STATED EXERCISE: Convert the material below into a JSON list of strings, one string per line, leaving out blank lines.

▼

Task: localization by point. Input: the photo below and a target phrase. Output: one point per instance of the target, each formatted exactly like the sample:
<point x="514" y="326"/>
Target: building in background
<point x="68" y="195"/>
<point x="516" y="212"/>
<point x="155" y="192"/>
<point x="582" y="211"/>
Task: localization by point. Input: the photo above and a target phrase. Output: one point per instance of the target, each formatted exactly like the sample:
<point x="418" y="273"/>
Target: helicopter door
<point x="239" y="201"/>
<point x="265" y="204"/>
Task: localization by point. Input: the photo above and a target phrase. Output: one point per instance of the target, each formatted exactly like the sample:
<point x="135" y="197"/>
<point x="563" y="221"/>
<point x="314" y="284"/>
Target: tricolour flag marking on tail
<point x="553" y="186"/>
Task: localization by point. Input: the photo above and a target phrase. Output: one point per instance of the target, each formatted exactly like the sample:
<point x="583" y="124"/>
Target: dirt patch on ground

▲

EXERCISE ANSWER:
[
  "Task: localization by point. Input: the photo below and a target phrase. Output: one point per instance of the target, each formatted exactly like the sample:",
  "<point x=\"514\" y=\"326\"/>",
  "Target: building in background",
  "<point x=\"68\" y=\"195\"/>",
  "<point x=\"516\" y=\"212\"/>",
  "<point x=\"155\" y=\"192\"/>",
  "<point x=\"582\" y=\"211\"/>",
  "Task: localization by point. Input: the photo above and a target phrase. Output: one point per instance of the target, each formatted exactly like the sample:",
  "<point x=\"418\" y=\"273\"/>",
  "Target: helicopter door",
  "<point x=\"239\" y=\"201\"/>",
  "<point x=\"265\" y=\"204\"/>",
  "Task: localization by point. Input: the photo above and a target phrase. Output: one point per instance of the target, each formatted exactly like the sample:",
  "<point x=\"135\" y=\"197\"/>",
  "<point x=\"563\" y=\"221\"/>",
  "<point x=\"314\" y=\"284\"/>",
  "Target: tricolour flag marking on tail",
  "<point x=\"553\" y=\"186\"/>",
  "Task: localization by point. Input: the photo above and a target phrase. Output: one point per instance of the target, each formatted exactly like the sample:",
  "<point x=\"583\" y=\"124\"/>",
  "Target: dirt patch on ground"
]